begin Data for the task

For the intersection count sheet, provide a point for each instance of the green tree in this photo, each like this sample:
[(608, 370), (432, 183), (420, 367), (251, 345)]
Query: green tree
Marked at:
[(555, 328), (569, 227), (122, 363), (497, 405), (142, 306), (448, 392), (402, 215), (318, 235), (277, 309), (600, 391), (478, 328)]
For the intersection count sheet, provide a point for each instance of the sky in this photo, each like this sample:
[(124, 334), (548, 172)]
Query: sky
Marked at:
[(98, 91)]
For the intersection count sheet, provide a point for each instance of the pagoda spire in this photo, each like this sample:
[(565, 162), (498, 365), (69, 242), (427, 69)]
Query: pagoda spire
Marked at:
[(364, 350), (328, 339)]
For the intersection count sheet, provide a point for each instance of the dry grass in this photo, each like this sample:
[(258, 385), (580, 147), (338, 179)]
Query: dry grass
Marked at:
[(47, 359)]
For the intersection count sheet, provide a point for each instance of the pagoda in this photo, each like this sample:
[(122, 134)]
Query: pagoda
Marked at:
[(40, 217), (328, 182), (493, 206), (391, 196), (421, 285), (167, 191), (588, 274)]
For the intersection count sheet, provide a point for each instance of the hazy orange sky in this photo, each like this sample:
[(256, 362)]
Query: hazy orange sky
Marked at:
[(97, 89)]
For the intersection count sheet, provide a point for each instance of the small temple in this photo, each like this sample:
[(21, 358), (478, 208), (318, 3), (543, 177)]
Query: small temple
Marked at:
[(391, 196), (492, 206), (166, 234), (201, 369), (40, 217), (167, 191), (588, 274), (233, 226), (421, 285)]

end Data for the task
begin Data for the task

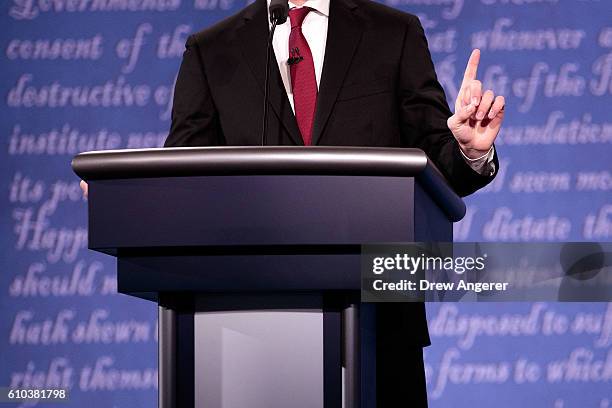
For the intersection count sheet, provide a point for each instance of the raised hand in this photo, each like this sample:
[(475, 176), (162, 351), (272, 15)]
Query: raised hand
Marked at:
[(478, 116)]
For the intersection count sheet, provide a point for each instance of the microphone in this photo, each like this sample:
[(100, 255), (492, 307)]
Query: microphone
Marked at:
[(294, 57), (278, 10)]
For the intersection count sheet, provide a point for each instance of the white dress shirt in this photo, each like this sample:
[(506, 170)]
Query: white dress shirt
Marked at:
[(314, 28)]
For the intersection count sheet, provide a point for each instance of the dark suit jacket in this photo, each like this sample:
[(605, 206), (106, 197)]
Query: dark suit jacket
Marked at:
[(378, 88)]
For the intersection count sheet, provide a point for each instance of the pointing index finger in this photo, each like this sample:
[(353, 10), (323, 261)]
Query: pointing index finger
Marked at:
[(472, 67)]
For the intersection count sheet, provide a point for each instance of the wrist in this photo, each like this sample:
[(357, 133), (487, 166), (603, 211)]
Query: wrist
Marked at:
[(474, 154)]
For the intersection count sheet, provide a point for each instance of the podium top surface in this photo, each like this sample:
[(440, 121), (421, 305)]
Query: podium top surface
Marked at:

end Data for the task

> _What is required_
Turn the lines above into a numbered list without blank lines, starting at the line that contains "of the raised" and ending at the line that contains "[(478, 116)]". Include both of those lines and only the lines between them.

> _Full output_
1. For the intersection count sheet, provide a point for each instance of the raised hand in this photo, each like this sample:
2. [(475, 176), (162, 351), (272, 15)]
3. Query: raised hand
4. Marked at:
5. [(478, 116)]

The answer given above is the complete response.